* SET OF TASKS *
- A) Copy word for word everything in the passage on government practices from "The Government continued" down to "family planning process.".
- B) In the passage on government practices, what is the most children the family planning policy urges a family to have?

* PASSAGE FOR REVIEW *
Forced entry into homes is not permitted without orders from the Procuracy; however, in practice, security forces seldom followed this requirement but rather asked for permission to enter, with an implied threat to cooperate. In some cases, individuals refused to cooperate with such "requests." In urban areas, police generally left when faced with non-compliance. In one case in early October, security officers entered without permission a house in Gia Lai Province where a foreign diplomat was conducting a consular interview. The security officers harassed the occupants of the residence and later blocked the consular officer from entering residences in Dak Lak Province.
The Government opened and censored targeted persons' mail, confiscated packages and letters, and monitored telephone conversations, electronic mail, and facsimile transmissions. The Government cut the telephone lines of some targeted individuals and also repeatedly interrupted their cellular phone service. This practice appeared to be sporadic and was not applied consistently. The Government monitored e-mail, searched for sensitive key words, and regulated Internet content (see Section 2.a.).
The Government did not exercise forced resettlement; however, there were credible reports that the Government forced ethnic minority Protestants in the northwestern and Central Highlands provinces to leave their homes without providing them with alternative places to live. The Government also resettled some citizens to make way for infrastructure projects. By law, citizens were to be compensated in such cases, but there were widespread complaints, including from the National Assembly, that compensation was not fair or was delayed. The Government has acknowledged problems in past resettlement programs.
The Government enforced universal male conscription. Medical waivers were available, and students generally received deferments, as did others in special cases. Individuals who received deferments rarely were drafted. It was unknown whether there were differences in conscription rates between ethnic groups.
Citizens' membership in mass organizations remained voluntary but often was important for career advancement. Membership in the CPV remained an aid to advancement in the Government and in state companies and was vital for promotion to senior levels of the Government. At the same time, diversification of the economy made membership in CPV-controlled mass organizations and the CPV less essential to financial and social advancement. Opposition political parties were not permitted.
The Government continued to implement a family planning policy that urges all families to have no more than two children; this policy emphasized exhortation rather than coercion. The Government can deny promotions and salary increases to government employees with more than two children. Fines were not permitted under revised family planning regulations adopted during the year; officials claimed that fines were never a formal part of the family planning process.
In 2001, relatives of some individuals holding political viewpoints at variance with the Government lost their jobs with state-owned enterprises; however, most, if not all, found equivalent or better positions with private sector employers. No similar cases were known to have taken place in 2002 or during the year.
The Government interfered with distribution of foreign periodicals and access to satellite television (see Section 2.a.).

* DATA SHOWN *
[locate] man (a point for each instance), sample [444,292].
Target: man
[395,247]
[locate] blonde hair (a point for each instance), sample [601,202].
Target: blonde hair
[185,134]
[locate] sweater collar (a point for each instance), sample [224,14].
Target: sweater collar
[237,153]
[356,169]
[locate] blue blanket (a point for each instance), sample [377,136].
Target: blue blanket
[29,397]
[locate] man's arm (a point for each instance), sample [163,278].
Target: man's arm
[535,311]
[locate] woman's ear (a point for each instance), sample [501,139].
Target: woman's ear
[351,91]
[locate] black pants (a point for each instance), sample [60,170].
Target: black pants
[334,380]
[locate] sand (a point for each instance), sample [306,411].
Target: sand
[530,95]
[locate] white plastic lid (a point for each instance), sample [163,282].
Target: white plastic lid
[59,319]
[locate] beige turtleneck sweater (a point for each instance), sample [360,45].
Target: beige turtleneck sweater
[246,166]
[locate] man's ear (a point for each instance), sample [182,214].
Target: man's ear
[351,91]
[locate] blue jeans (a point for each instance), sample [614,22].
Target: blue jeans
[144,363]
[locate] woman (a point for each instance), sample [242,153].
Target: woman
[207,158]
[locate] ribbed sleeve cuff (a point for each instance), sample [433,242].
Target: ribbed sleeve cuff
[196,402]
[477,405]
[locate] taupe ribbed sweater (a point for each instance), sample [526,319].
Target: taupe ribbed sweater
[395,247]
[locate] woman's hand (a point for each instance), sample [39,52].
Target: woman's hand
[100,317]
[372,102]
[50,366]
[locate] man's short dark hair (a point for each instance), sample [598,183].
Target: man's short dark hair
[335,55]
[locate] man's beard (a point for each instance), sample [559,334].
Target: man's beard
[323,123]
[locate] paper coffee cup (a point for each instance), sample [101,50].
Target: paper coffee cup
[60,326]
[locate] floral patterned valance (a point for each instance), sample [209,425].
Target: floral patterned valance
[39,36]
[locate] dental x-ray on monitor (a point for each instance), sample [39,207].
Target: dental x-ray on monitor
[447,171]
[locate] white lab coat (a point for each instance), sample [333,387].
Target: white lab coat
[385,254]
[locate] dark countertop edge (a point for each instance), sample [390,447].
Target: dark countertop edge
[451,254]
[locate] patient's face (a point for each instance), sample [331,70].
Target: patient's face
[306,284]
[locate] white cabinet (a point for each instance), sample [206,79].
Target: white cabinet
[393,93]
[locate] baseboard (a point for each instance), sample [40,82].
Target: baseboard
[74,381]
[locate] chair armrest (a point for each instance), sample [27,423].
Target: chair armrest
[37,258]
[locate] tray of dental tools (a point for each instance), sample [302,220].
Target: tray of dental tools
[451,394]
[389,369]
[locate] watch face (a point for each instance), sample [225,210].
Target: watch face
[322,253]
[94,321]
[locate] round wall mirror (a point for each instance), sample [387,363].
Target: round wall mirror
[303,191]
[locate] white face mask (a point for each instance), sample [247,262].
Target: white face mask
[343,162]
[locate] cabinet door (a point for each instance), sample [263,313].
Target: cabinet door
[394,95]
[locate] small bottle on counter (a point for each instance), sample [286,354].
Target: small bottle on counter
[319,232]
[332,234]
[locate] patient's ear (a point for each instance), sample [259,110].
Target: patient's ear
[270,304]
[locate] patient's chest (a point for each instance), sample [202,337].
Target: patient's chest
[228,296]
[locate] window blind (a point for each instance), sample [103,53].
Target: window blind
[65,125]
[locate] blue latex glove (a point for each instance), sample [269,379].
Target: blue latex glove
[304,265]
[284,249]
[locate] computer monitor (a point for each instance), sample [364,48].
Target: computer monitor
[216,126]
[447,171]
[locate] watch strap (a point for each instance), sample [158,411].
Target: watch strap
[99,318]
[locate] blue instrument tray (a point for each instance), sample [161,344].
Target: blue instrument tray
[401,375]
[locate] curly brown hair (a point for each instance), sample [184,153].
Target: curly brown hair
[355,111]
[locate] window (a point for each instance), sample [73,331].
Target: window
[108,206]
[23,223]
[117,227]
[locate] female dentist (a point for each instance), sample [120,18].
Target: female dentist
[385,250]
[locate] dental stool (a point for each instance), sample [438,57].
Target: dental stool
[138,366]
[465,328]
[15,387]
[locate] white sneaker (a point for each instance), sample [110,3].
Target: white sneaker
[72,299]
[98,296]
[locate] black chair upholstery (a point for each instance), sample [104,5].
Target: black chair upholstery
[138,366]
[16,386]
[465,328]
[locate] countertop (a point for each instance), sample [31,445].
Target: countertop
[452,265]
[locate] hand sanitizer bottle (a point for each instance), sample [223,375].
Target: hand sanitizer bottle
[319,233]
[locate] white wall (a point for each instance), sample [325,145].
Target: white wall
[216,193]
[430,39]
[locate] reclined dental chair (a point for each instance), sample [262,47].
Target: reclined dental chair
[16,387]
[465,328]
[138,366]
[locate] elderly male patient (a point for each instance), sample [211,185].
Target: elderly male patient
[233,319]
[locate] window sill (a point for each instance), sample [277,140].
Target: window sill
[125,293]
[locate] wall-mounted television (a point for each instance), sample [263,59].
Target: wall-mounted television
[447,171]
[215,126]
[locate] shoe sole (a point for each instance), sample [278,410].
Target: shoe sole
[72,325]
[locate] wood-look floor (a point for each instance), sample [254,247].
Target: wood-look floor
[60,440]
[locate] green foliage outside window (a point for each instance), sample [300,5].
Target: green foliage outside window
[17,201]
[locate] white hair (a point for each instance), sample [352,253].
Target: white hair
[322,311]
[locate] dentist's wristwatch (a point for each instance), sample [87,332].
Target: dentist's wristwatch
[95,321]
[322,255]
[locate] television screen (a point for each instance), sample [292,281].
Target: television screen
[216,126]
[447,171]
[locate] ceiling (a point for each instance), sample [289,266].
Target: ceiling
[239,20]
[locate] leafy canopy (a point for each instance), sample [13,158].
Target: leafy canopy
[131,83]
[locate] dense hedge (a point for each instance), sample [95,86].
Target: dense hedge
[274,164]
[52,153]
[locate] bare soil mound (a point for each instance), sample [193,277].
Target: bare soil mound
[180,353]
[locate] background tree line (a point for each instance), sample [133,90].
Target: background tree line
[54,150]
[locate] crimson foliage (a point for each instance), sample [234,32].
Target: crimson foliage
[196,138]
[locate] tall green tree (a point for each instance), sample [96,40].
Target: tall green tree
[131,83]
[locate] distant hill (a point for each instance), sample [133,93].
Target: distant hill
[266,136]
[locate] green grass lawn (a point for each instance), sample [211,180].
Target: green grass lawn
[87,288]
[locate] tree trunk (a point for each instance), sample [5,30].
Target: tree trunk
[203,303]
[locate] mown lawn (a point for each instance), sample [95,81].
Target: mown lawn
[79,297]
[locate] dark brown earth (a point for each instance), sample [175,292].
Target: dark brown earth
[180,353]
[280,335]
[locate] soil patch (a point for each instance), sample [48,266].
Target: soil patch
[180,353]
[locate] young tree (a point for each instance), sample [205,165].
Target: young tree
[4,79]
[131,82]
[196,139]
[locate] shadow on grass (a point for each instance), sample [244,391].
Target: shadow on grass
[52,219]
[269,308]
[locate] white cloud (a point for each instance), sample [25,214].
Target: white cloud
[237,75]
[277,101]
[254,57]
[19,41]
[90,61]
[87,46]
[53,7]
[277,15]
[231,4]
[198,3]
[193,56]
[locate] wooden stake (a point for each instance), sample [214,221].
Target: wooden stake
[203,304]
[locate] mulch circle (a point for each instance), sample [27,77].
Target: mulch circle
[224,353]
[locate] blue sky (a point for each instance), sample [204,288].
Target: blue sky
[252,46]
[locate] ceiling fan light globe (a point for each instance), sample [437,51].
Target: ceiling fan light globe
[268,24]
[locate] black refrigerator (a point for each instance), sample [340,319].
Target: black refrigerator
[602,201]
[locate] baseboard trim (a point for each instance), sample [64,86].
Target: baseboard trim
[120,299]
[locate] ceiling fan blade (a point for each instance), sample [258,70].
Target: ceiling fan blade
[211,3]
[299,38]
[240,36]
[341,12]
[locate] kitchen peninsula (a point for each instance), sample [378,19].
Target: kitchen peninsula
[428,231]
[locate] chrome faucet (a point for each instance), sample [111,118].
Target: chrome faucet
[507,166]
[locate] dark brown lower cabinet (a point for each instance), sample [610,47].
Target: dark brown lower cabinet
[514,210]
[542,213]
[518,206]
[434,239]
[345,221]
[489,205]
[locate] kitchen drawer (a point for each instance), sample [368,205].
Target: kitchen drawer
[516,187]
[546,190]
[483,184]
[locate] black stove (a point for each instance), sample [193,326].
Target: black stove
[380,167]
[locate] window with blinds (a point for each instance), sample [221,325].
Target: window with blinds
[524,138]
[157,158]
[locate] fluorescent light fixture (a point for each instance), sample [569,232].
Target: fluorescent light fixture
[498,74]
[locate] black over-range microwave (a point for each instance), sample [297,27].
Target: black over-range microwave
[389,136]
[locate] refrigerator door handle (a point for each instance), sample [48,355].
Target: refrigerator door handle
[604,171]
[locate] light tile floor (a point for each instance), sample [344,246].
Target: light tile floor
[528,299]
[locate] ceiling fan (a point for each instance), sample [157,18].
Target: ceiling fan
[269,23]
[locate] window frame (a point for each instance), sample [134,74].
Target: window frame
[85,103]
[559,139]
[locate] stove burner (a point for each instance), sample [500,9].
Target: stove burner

* TASK RESPONSES *
- A)
The Government continued to implement a family planning policy that urges all families to have no more than two children; this policy emphasized exhortation rather than coercion. The Government can deny promotions and salary increases to government employees with more than two children. Fines were not permitted under revised family planning regulations adopted during the year; officials claimed that fines were never a formal part of the family planning process.

- B) No more than two children.